Pick out every line of the data that contains the string "hand" and copy each one in full. Case counts.

» **Input data**
## Begin
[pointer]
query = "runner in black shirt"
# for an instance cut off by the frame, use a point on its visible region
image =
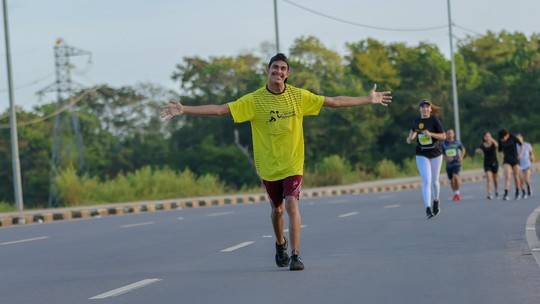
(508, 146)
(428, 131)
(491, 163)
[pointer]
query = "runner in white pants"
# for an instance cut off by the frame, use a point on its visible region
(428, 131)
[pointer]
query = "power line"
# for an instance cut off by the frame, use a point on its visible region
(30, 83)
(58, 111)
(366, 25)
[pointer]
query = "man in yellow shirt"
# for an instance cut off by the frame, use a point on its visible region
(276, 113)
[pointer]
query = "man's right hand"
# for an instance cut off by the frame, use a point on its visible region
(174, 108)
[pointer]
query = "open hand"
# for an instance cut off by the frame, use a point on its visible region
(383, 98)
(174, 108)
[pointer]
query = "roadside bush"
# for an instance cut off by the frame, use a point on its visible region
(143, 184)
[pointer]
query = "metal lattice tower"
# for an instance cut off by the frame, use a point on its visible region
(67, 136)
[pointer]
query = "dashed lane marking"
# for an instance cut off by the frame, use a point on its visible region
(137, 225)
(124, 289)
(220, 213)
(236, 247)
(25, 240)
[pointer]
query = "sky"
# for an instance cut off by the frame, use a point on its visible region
(141, 41)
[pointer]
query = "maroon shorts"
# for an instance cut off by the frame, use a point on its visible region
(277, 190)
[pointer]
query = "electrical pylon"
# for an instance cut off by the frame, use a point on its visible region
(66, 125)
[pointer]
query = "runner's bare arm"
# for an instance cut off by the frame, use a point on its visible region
(175, 108)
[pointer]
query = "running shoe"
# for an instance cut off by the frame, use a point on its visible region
(282, 258)
(436, 209)
(429, 214)
(295, 262)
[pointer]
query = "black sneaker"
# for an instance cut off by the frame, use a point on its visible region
(282, 258)
(429, 214)
(295, 262)
(436, 209)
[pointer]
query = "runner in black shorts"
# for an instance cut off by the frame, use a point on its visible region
(491, 163)
(508, 145)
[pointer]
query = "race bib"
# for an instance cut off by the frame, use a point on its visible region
(451, 152)
(424, 140)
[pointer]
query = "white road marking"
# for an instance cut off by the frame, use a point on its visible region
(233, 248)
(127, 288)
(137, 225)
(25, 240)
(220, 213)
(340, 201)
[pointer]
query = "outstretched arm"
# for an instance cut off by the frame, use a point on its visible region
(175, 108)
(374, 97)
(411, 137)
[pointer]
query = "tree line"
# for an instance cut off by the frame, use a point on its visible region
(498, 78)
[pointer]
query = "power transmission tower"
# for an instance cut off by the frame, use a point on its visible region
(64, 123)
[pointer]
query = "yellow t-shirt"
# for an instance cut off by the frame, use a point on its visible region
(276, 128)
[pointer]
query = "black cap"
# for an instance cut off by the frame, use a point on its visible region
(279, 57)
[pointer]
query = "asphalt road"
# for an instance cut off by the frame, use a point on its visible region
(369, 248)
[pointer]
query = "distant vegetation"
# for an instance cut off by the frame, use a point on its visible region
(131, 154)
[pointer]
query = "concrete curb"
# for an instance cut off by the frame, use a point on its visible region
(84, 212)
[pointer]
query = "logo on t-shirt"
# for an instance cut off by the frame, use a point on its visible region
(275, 114)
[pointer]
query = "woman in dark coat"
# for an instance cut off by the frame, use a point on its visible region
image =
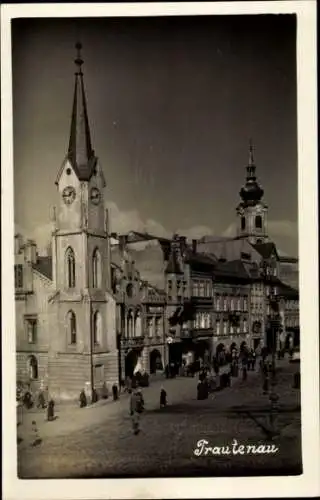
(83, 399)
(163, 398)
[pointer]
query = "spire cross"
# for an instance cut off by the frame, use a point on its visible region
(79, 61)
(251, 160)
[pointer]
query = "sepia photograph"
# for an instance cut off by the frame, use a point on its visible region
(156, 253)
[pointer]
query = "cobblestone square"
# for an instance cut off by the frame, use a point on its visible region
(98, 441)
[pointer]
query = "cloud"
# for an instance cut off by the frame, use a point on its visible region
(40, 234)
(231, 231)
(283, 228)
(283, 232)
(196, 232)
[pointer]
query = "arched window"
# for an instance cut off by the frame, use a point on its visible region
(130, 324)
(138, 329)
(258, 221)
(33, 367)
(72, 327)
(96, 269)
(70, 268)
(158, 326)
(97, 328)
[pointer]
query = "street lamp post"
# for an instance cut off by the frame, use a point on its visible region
(273, 396)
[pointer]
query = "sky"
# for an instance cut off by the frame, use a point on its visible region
(172, 104)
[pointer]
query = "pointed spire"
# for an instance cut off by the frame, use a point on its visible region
(80, 152)
(251, 191)
(251, 168)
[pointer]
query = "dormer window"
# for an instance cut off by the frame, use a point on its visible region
(70, 268)
(258, 222)
(96, 269)
(18, 276)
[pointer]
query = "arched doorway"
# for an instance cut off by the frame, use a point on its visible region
(221, 353)
(155, 361)
(289, 341)
(202, 351)
(33, 367)
(130, 363)
(243, 346)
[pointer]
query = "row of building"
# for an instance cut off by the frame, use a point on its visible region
(101, 304)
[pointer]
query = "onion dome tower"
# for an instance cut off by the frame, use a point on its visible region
(251, 211)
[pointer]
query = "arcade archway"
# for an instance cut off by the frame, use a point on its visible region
(131, 360)
(155, 361)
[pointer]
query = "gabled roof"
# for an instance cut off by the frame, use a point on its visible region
(266, 249)
(197, 260)
(44, 266)
(80, 153)
(231, 269)
(283, 289)
(174, 266)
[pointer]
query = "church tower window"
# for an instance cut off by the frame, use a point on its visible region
(72, 327)
(97, 328)
(96, 271)
(33, 367)
(71, 268)
(258, 222)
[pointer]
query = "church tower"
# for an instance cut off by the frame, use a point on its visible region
(251, 211)
(83, 341)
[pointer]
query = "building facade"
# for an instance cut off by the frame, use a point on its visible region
(140, 320)
(252, 211)
(71, 307)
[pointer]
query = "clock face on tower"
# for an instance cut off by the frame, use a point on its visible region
(68, 195)
(95, 195)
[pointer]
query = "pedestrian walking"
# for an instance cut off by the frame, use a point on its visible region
(163, 398)
(254, 359)
(115, 392)
(41, 400)
(83, 399)
(50, 410)
(244, 367)
(136, 408)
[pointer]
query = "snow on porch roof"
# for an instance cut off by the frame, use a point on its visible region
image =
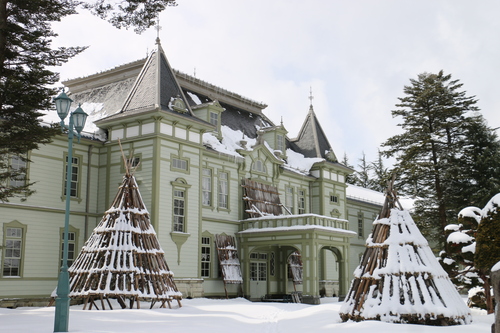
(299, 228)
(374, 197)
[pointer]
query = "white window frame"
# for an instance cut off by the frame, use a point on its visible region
(301, 201)
(223, 190)
(206, 187)
(16, 164)
(75, 176)
(289, 198)
(206, 257)
(179, 210)
(214, 118)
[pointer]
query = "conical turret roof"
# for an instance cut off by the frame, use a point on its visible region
(311, 139)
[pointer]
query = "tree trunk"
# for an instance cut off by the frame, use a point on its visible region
(3, 43)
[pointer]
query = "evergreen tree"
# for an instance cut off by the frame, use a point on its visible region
(26, 77)
(363, 173)
(459, 260)
(488, 245)
(488, 236)
(25, 55)
(433, 113)
(381, 174)
(349, 179)
(140, 14)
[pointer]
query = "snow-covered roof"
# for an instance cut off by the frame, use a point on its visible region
(299, 228)
(375, 197)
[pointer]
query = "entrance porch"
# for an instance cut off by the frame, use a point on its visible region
(266, 243)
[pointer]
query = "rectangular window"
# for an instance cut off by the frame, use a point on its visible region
(301, 201)
(134, 161)
(253, 271)
(206, 190)
(214, 118)
(289, 199)
(13, 254)
(179, 164)
(179, 213)
(280, 143)
(262, 271)
(205, 257)
(360, 225)
(18, 166)
(223, 190)
(75, 168)
(71, 247)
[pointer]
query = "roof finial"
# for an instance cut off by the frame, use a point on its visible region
(158, 28)
(311, 97)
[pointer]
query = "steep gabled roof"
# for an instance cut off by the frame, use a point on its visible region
(156, 85)
(311, 140)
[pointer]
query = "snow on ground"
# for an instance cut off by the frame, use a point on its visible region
(235, 315)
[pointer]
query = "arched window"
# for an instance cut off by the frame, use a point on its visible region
(259, 166)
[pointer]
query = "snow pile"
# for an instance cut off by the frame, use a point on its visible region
(298, 162)
(400, 280)
(491, 206)
(366, 194)
(94, 111)
(232, 142)
(216, 316)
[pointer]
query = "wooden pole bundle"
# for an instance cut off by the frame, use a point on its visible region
(261, 199)
(122, 259)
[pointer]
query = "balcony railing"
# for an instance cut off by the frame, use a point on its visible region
(292, 221)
## End
» **Solution**
query = "man's right hand"
query = "open hand"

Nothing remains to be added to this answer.